• **AUFGABE 1**
Beantworte anhand des Textes über das Museum Fahr(t)raum diese Fragen:
(a) Wer ist Geschäftsführer des Museums?
(b) Wie viele chauffierte Ausfahrten mit Fahrzeugen aus dem Museumsbestand gibt es jährlich?
(c) An wie vielen Oldtimer-Veranstaltungen pro Saison nimmt das Museum mit Fahrzeugen teil?
• **AUFGABE 2**
Nenne alle Veranstaltungsangebote im Hause, die der Text über das Museum Fahr(t)raum aufzählt.
• **AUFGABE 3**
Setze den Text über das Museum Fahr(t)raum in Mattsee nach seinem letzten Satz fort.

• **QUELLE**
══════

Der strohblonde Knirps sitzt am Simulator und fährt in längst vergang’nen Tagen, längst vergang’ner Zeit, drei Generation zurück. "Schau, Maxi, da sind noch andere Spiele", will die Mama ihn weglocken vom derzeitigen Objekt der Faszination. "Komme gleich!" Fahrsimulatoren für Kinder (und Erwachsene), Kinderwerkstatt, Carrera-Rennbahn, all das ist ebenso Bestandteil des breit angelegten Konzepts, das Jakob Iglhauser, Geschäftsführer des Museums Fahr(t)raum in Mattsee, realisiert hat. Dazu zählen weiters umfangreiche Veranstaltungsangebote im Hause, von Vorträgen (Hans-Joachim "Striezel" Stuck etwa sprach im Juli über seine Rennsportzeit) über Cabarets, Konzerte bis hin zur Hochzeit. Eine weitere Angebotsschiene sind chauffierte Ausfahrten mit Fahrzeugen aus dem Museumsbestand, um die 300 jährlich, denn die Autos gehören bewegt, so die Philosophie der Mattseer. Und: Man ist bei sechs bis acht Oldtimer-Veranstaltungen pro Saison mit Fahrzeugen dabei, verständlicherweise solchen, wo nicht allzu viele Kilometer anfallen, Gaisbergrennen, diverse Concours d’Elegance.

══════

Zeilen aus einem Set zur Punktbeschriftung:
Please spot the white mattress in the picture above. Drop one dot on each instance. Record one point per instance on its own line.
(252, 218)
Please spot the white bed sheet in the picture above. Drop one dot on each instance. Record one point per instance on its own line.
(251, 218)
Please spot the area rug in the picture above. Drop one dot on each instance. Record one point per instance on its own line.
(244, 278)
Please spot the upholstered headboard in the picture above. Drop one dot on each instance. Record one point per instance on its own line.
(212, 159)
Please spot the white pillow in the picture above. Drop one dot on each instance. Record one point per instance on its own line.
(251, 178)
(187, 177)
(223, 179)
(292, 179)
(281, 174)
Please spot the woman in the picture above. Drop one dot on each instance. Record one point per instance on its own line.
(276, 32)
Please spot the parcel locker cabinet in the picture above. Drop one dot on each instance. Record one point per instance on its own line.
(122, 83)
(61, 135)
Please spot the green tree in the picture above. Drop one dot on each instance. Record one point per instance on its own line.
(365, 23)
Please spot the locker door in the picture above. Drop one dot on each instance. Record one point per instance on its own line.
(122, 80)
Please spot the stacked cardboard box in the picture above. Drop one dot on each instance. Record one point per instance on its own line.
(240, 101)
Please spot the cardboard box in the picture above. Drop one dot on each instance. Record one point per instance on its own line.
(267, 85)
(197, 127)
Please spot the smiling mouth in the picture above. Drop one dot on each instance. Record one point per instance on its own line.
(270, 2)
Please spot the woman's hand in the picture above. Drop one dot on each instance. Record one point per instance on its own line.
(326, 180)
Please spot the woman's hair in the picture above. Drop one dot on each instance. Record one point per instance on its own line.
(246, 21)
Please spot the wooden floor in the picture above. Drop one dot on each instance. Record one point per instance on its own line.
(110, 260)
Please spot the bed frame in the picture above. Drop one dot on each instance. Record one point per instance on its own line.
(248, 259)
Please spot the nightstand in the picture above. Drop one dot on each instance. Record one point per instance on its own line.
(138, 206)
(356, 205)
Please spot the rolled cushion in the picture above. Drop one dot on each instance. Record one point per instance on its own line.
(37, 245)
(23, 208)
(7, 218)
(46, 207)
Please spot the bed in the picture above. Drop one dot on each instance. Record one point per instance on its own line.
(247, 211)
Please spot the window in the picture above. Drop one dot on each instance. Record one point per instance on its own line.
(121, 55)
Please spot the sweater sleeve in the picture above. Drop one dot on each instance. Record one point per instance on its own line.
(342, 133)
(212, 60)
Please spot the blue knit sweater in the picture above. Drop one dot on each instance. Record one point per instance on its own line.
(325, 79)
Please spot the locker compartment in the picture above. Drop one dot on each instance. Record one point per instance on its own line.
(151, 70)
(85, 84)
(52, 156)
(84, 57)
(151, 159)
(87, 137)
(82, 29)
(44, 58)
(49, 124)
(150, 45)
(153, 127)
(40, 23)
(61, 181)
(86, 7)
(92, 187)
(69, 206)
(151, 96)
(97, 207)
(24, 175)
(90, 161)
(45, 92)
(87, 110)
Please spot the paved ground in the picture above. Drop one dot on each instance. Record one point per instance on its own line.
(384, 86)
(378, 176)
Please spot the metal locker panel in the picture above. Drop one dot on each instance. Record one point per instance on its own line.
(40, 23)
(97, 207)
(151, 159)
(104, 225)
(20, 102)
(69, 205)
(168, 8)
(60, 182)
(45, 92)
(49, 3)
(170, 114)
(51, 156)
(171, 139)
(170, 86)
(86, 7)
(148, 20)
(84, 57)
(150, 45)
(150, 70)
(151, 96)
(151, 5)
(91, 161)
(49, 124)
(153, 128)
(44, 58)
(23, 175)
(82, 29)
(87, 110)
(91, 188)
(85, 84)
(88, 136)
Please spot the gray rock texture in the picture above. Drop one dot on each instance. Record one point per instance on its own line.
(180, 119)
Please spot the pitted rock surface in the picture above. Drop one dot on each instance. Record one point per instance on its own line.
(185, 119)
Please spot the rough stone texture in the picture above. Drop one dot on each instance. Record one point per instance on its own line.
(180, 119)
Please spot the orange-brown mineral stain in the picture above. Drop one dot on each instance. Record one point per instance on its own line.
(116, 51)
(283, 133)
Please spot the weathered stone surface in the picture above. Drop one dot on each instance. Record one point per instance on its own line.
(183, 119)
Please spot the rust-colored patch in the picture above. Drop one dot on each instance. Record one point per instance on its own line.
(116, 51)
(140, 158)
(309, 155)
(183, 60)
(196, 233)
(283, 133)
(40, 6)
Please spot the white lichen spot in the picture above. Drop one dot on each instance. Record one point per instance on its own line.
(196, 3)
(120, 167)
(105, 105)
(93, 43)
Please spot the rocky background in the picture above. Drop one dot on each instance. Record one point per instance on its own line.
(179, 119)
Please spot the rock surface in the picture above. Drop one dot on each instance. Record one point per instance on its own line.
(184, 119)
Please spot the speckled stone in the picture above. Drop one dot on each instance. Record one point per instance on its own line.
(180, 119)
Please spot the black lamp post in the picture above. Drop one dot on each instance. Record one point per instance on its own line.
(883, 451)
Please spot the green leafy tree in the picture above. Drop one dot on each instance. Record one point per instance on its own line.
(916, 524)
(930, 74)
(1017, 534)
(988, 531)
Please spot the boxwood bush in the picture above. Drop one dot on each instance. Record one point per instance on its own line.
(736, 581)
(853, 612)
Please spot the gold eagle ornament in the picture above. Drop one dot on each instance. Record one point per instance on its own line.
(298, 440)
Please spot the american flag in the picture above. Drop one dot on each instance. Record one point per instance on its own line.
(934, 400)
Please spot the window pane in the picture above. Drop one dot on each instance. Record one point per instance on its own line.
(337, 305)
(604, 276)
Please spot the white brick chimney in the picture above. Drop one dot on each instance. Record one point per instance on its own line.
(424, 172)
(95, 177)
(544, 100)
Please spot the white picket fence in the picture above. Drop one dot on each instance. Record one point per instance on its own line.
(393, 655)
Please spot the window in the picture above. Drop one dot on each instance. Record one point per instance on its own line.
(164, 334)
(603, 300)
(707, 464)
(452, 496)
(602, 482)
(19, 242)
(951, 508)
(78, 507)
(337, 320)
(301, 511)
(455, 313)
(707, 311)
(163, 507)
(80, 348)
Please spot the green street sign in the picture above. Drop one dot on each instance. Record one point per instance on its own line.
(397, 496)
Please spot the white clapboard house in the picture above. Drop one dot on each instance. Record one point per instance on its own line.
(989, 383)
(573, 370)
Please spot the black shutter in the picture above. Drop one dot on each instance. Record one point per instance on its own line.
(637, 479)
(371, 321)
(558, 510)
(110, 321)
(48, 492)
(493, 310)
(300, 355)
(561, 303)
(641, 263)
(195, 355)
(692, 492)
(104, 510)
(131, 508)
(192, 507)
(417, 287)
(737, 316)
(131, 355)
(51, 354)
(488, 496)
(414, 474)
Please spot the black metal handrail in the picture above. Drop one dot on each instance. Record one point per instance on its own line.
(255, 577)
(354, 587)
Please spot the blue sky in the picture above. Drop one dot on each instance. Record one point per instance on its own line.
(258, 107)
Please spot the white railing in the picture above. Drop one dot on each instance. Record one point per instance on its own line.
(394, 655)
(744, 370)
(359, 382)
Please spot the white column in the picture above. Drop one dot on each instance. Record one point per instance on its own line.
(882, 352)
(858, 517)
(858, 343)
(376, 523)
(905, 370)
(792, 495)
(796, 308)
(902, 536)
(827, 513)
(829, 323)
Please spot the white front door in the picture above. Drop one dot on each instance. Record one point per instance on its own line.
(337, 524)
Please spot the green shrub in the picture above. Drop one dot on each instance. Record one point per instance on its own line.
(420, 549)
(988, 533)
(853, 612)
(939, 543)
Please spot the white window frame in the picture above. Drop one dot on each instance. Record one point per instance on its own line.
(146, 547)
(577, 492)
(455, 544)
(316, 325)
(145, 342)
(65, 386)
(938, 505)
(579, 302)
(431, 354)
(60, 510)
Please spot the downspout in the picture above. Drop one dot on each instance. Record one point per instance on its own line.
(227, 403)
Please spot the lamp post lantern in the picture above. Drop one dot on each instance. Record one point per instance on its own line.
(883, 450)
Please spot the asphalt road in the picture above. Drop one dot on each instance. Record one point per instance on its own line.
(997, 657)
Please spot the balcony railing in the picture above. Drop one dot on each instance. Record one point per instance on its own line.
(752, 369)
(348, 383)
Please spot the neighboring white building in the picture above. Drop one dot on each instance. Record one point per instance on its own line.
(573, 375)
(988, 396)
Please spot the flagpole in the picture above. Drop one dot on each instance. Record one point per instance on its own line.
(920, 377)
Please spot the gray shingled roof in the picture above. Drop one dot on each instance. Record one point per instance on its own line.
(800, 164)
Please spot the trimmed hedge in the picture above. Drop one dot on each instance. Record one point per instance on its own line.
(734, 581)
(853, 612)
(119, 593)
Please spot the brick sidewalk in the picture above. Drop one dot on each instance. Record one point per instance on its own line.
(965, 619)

══════

• **LÖSUNG 1**
(a) Jakob Iglhauser
(b) Um die 300
(c) Sechs bis acht

• **LÖSUNG 2**
Vorträge, Cabarets, Konzerte, Hochzeit

• **LÖSUNG 3**
Foto: Stockinger

Der Spiritus Rector, der Mann hinter all dem, das ist der ältestes Sohn von Ferdinand Porsches Tochter Louise: Ernst Piëch, und den haben wir die Ehre nach mehreren Corona-bedingt geplatzten Anläufen in diesem prachtvollen Museum zu treffen. Und wie wir ihn so im Café befragen und er uns anschließend von Objekt zu Objekt führt, bestätigt sich, was ohnehin zu vermuten gewesen war: Der soignierte Herr ist ein wandelndes Lexikon, lebendige Zeitgeschichte, vieles von dem, was er zu berichten weiß, stammt aus einer Welt von gestern und ist doch ganz im Heute angekommen, Commander Spock würde sagen: fas-zi-nierend. Sein allergrößtes Verdienst ist und bleibt dabei schlicht dies: dass er als Einziger in der großen Porsche-Piëch-Familie sich des Erbes, des Vermächtnisses seines Großvaters annimmt.

Und wie er das tut! "Von der Kutsche bis zum Käfer" spannt sich der Erzählbogen, die Ausstellung ist multipel interaktiv, trittst du an ein Fahrzeug heran, ertönt dessen Motorengeräuschkulisse, gleich bist du mittendrin statt nur dabei. Dieses "lebendige" Ausstellungskonzept, dieses "andere Museum" mit Objekten zum Angreifen war Piëch wichtig. Das Konzept kommt gut an, 2019, im bisher besten Jahr, zählte man 75.000 Besucher, 65 Prozent davon aus Österreich, gefolgt von Deutschland, der Rest stammt aus Tschechien, Ungarn, Italien. Und Iglhauser weiß: Überraschend viele Frauen sind da darunter, rund 40 Prozent.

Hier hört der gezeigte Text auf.